WHAT TO DO ::
1. In the passage on degrees of homicide, write out everything from "The undisputed evidence" down to "Simmons with premeditation and deliberation." again, swapping "rifle" for "shotgun".
2. In the passage on degrees of homicide, how is premeditation defined?
3. Write the next part of the passage on degrees of homicide, picking up after its final sentence.

··· TEXT SECTION ···

Murder in the first-degree is the unlawful killing of a human being with malice and with premeditation and deliberation. G.S. § 14-17. State v. Fleming, 296 N.C. 559, 251 S.E.2d 430 (1979). Murder in the second-degree is the unlawful killing of a human being with malice, but without premeditation and deliberation. State v. Fleming, supra. Manslaughter is the unlawful killing of a human being without malice and without premeditation or deliberation. State v. Benge, 272 N.C. 261, 158 S.E.2d 70 (1967).
Defendant does not seriously argue that the charges of murder in the second-degree and manslaughter should have been dismissed. The thrust of his argument is that all of the evidence showed that he was not in a "cool state of blood" at any time during *426 the events that lead up to and at the time of the shooting.
Murder in the first-degree differs from murder in the second-degree in that the former requires premeditation and deliberation. Premeditation means thought beforehand for some length of time, however short. State v. Buchanan, 287 N.C. 408, 215 S.E.2d 80 (1975). Deliberation means an intention to kill, executed by defendant in a cool state of blood, in furtherance of a fixed design to gratify a feeling of revenge or to accomplish some unlawful purpose, and not under the influence of a violent passion suddenly aroused by some lawful or just cause or legal provocation. State v. Reams, 277 N.C. 391, 178 S.E.2d 65 (1970), cert. denied, 404 U.S. 840, 92 S. Ct. 133, 30 L. Ed. 2d 74. "Cool state of blood" as used in connection with premeditation and deliberation in a homicide case does not mean the absence of passion and emotion, but an unlawful killing is deliberate and premeditated if done pursuant to a fixed design to kill, notwithstanding that defendant was angry or in an emotional state at the time. State v. Faust, 254 N.C. 101, 118 S.E.2d 769, 96 A.L.R.2d 1422, cert. denied, 368 U.S. 851, 82 S. Ct. 85, 7 L. Ed. 2d 49 (1961). Deliberation is seldom capable of actual proof, but must be determined by the jury from the circumstances. State v. Myers, 299 N.C. 671, 263 S.E.2d 768 (1980).
The undisputed evidence in the case at hand shows that after defendant and Simmons had their scuffle, and after defendant says Simmons slapped him, defendant crossed the highway to his home, obtained his rifle, returned to Simmons' premises, proceeded to exchange insults with Simmons, and then shot him. We hold that it was for the jury to determine if defendant killed Simmons with premeditation and deliberation.

··· GIVEN RECORDS ···

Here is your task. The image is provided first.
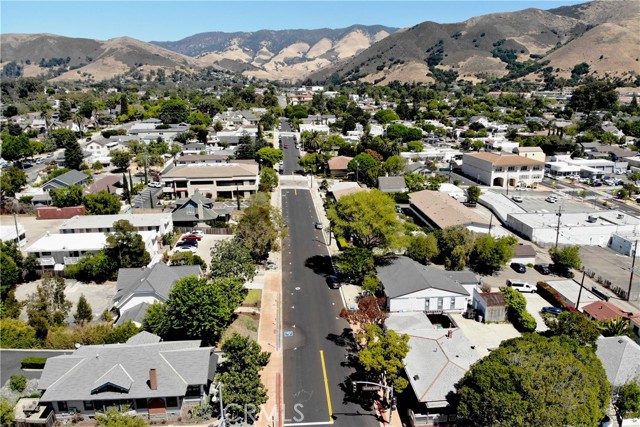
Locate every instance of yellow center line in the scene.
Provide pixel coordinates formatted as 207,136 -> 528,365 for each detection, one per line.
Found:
320,350 -> 333,421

···

ACTIVITY ANSWERS ::
1.
The undisputed evidence in the case at hand shows that after defendant and Simmons had their scuffle, and after defendant says Simmons slapped him, defendant crossed the highway to his home, obtained his shotgun, returned to Simmons' premises, proceeded to exchange insults with Simmons, and then shot him. We hold that it was for the jury to determine if defendant killed Simmons with premeditation and deliberation.

2. Thought beforehand for some length of time, however short.

3.
By his assignment of error number 17, defendant contends the trial court erred in not permitting a psychologist to testify with regard to defendant's mental capacity. This assignment has no merit.
After defendant testified, he called Dr. Ferre, a psychologist, as a witness. State objected to the testimony proposed to be offered by this witness and the court conducted a voir dire in the absence of the jury. At that time the witness stated that he had conferred with defendant; that he had conducted an oral testing of defendant; that he had concluded that defendant had an I.Q. of 54; that defendant was mildly retarded; and that defendant's mental deficiency would cause him to use poor judgment and be "impulsive in his responses". The court refused to admit this testimony.
Defendant did not plead insanity and there was no evidence tending to show that he was insane or lacked requisite mental capacity to commit the crime with which he was charged. "Evidence of low mentality in itself is not sufficient to raise a defense to a criminal charge." Huskins, J., in State v. Vinson, 287 N.C. 326, 343, 215 S.E.2d 60 (1975), citing State v. Rogers, 275 N.C. 411, 168 S.E.2d 345 (1969), cert. denied, 396 U.S. 1024, 90 S. Ct. 599, 24 L. Ed. 2d 518 (1970).
We have considered the other assignments of error brought forward in defendant's brief and conclude that they too are without merit.